**Exercice court**
Indique le nombre de lignes des entrées ci-dessous qui contiennent le mot « flower », sans rien ajouter d'autre.

-------- Données --------

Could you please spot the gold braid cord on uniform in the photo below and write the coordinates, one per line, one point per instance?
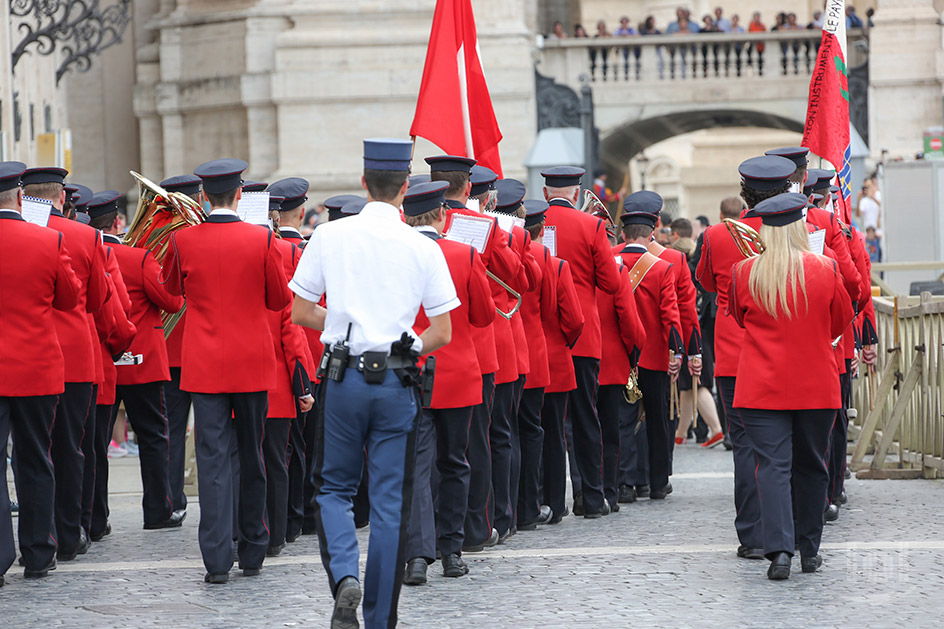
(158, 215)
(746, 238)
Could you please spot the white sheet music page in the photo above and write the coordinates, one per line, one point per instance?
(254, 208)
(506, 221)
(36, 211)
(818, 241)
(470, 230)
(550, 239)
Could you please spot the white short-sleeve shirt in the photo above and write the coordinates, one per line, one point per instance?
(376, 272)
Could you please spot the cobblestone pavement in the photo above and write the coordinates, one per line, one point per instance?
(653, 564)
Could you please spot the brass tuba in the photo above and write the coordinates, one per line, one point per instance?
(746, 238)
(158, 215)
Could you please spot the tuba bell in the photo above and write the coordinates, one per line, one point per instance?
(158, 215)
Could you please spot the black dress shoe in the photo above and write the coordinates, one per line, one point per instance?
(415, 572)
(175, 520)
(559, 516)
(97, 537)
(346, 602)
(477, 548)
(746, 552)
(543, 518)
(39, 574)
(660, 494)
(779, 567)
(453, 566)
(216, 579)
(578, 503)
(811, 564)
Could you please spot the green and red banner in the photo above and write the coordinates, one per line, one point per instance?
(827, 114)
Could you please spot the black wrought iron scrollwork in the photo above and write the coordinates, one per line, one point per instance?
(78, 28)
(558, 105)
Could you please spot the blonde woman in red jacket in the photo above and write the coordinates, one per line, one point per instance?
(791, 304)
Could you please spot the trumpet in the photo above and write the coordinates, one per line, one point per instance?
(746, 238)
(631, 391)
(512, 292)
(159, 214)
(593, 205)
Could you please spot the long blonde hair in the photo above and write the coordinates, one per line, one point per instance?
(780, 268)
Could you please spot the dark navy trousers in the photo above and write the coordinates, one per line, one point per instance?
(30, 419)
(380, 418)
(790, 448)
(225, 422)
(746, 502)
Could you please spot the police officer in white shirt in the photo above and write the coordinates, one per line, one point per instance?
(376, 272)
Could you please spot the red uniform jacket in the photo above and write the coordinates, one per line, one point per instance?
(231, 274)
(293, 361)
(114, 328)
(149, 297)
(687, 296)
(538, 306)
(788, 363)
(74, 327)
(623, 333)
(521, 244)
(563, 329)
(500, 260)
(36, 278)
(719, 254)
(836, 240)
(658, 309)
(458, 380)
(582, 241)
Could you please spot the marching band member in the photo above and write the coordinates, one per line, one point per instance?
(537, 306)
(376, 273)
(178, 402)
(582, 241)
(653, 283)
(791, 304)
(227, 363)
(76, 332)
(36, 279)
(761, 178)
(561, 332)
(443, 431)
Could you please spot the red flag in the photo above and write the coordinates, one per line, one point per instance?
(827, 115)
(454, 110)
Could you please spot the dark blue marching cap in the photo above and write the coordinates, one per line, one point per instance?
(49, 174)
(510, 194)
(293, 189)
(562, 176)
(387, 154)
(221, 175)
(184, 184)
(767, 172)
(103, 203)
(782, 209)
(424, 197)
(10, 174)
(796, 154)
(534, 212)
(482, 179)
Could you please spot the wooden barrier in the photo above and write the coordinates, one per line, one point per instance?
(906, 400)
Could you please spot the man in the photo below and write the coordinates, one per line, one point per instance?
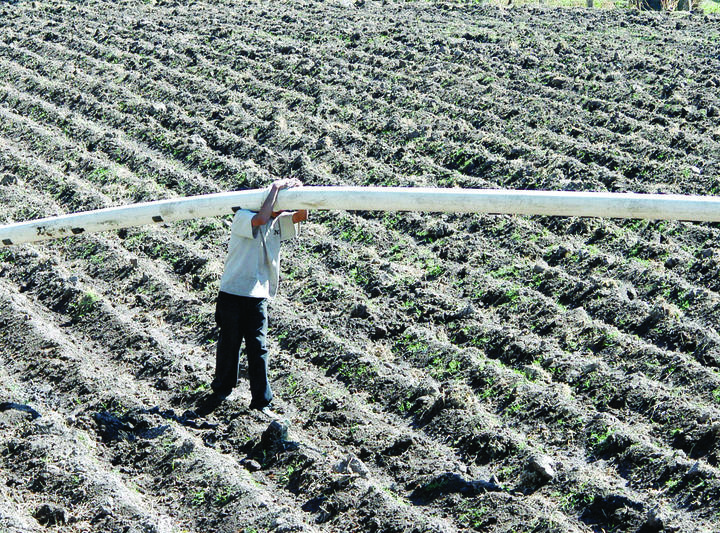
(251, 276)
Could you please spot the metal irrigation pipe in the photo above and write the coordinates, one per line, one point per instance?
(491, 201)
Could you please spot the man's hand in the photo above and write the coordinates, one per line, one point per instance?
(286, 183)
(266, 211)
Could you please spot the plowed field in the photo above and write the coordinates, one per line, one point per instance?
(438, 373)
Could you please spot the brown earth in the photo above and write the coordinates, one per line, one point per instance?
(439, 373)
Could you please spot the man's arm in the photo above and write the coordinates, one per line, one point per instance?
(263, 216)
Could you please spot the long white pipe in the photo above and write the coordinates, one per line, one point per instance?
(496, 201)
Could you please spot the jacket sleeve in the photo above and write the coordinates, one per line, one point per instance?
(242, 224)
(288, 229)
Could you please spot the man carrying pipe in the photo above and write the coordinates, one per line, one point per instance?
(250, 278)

--------
-------- Données --------

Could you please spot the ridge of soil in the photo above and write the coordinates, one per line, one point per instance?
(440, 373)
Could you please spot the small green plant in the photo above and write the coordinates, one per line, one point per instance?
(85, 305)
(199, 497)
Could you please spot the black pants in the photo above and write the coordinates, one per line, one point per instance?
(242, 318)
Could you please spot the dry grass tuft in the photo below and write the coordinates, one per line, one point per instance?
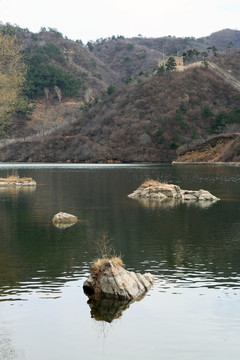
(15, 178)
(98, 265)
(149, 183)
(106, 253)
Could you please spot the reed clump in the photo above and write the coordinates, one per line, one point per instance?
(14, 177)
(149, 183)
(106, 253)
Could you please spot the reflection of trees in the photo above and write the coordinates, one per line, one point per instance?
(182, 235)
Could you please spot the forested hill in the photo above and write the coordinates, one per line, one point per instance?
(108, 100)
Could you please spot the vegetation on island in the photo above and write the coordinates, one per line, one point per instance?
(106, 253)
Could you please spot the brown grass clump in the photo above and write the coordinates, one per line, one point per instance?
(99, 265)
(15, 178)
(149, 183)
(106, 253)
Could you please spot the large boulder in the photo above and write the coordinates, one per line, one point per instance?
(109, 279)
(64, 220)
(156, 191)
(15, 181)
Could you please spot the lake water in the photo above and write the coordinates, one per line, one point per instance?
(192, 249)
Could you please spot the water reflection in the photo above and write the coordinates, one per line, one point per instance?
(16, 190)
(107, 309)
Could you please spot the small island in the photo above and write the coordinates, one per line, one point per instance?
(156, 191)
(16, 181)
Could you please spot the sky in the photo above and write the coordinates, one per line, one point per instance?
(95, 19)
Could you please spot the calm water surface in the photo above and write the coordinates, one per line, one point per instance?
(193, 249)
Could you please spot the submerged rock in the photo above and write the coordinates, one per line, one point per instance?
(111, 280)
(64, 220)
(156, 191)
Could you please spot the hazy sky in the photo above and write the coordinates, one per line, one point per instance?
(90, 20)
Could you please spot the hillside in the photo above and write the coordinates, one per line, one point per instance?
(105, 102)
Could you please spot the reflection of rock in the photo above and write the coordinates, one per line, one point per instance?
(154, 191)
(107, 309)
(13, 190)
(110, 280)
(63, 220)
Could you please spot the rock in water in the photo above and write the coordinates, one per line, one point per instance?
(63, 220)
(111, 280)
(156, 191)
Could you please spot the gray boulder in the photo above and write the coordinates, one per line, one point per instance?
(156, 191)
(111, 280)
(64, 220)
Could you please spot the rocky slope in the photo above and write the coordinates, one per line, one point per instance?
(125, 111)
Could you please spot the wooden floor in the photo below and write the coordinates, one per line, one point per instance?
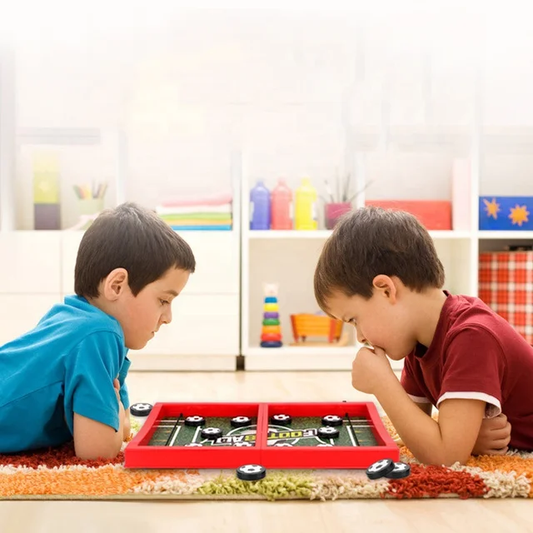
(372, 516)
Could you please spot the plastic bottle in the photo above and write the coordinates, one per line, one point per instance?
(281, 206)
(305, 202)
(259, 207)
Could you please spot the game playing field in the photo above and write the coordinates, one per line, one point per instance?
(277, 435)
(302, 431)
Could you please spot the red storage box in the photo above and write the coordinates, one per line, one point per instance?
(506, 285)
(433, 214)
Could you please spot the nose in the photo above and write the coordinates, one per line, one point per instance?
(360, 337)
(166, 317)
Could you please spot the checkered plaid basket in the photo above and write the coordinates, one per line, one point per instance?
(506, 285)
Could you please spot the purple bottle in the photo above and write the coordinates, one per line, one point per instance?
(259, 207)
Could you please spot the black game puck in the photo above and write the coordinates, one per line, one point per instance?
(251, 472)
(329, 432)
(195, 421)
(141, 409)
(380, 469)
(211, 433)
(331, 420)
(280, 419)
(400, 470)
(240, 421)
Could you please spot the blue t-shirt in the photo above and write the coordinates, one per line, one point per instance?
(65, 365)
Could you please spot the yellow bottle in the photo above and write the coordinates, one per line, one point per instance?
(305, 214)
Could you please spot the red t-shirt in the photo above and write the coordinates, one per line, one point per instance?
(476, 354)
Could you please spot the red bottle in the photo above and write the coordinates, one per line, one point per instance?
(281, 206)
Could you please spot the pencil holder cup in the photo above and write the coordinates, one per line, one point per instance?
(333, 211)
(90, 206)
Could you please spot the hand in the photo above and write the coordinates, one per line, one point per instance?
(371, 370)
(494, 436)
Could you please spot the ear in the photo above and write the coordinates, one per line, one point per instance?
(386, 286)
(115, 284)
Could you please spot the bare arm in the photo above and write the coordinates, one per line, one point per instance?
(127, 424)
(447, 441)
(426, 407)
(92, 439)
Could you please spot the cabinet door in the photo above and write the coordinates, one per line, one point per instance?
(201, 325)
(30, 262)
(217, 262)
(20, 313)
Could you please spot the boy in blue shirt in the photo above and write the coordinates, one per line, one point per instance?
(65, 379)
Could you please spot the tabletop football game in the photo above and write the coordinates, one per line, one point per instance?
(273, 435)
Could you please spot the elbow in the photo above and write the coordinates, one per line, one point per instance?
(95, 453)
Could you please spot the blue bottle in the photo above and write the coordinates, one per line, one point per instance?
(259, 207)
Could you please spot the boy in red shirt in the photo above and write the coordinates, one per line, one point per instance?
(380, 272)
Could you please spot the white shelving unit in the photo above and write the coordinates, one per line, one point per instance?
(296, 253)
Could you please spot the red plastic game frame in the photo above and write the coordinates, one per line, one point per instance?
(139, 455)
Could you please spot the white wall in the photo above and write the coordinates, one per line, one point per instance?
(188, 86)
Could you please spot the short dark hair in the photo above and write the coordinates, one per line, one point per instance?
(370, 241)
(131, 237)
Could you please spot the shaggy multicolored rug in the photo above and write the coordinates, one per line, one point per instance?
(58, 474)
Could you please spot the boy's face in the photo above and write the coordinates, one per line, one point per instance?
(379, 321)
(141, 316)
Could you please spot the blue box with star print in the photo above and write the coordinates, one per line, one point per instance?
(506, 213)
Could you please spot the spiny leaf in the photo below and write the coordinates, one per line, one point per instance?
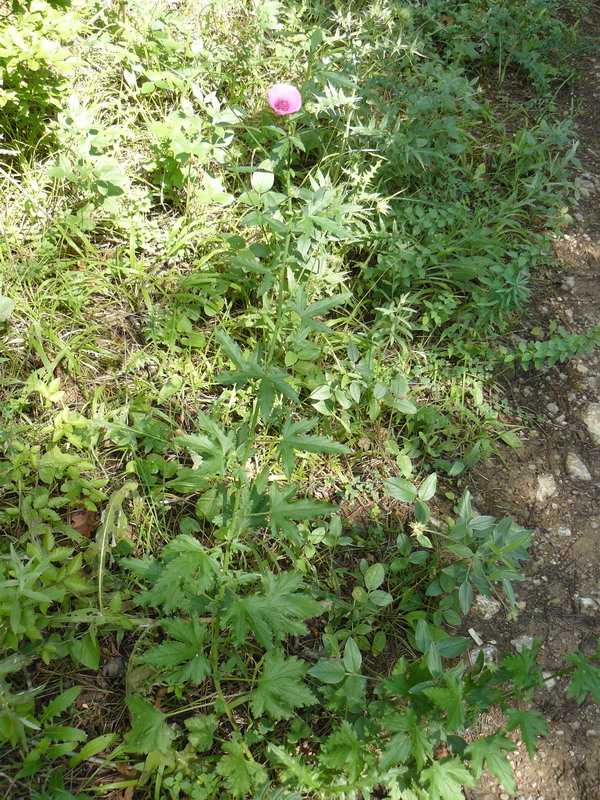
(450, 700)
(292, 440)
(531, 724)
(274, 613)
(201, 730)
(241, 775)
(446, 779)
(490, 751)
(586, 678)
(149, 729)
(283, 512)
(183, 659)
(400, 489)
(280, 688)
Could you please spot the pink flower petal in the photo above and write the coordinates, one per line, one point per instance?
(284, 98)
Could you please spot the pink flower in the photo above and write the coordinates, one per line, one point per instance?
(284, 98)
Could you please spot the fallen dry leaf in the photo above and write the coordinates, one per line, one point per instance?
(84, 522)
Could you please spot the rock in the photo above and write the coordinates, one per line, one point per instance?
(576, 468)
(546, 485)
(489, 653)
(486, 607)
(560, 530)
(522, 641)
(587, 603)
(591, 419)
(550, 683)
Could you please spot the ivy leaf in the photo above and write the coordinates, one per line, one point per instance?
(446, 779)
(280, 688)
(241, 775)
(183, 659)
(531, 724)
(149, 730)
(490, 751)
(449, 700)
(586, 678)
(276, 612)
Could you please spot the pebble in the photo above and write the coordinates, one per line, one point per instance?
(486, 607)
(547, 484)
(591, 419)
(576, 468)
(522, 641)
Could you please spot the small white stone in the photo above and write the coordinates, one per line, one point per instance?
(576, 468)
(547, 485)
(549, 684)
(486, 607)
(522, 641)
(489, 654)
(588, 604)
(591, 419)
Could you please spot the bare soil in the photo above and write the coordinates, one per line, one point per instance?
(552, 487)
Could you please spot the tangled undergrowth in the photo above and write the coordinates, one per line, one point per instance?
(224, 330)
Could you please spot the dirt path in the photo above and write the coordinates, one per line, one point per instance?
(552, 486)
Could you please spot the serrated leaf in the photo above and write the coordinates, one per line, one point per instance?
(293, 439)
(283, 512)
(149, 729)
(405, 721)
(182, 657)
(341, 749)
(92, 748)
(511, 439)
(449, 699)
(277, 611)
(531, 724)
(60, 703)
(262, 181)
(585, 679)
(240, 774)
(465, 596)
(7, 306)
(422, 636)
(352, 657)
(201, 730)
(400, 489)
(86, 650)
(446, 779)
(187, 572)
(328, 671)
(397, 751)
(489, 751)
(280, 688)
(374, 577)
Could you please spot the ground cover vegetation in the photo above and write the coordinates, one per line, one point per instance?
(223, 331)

--------
-------- Données --------

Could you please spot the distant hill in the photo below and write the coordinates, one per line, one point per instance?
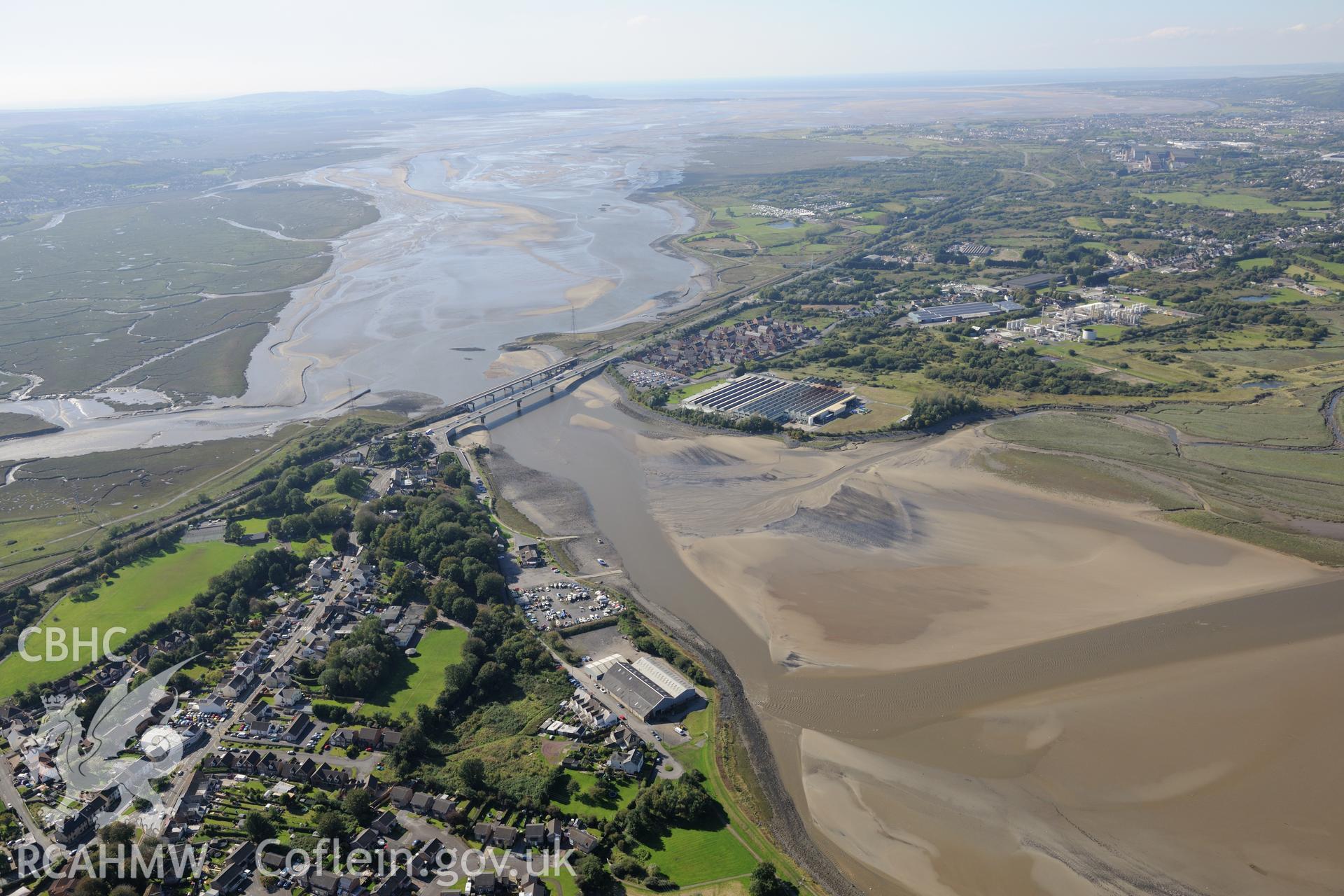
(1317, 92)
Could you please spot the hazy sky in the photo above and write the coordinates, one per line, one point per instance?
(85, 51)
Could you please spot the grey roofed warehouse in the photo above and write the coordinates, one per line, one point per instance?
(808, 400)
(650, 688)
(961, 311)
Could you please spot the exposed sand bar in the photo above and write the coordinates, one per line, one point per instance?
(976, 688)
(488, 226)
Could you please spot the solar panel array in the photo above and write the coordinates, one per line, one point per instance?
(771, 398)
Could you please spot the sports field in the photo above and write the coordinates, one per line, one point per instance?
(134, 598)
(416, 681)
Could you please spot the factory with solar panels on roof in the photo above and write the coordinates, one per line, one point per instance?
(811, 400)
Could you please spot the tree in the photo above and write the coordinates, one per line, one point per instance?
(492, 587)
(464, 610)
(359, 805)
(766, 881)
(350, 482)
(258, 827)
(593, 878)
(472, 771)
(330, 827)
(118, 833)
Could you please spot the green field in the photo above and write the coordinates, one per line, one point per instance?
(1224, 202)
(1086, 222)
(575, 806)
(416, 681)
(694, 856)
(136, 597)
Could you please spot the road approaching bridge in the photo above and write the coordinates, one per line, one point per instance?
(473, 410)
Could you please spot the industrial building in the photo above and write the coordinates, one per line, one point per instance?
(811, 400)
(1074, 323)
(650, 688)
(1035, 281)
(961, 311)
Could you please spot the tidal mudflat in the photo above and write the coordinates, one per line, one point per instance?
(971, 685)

--------

**Réponse**
2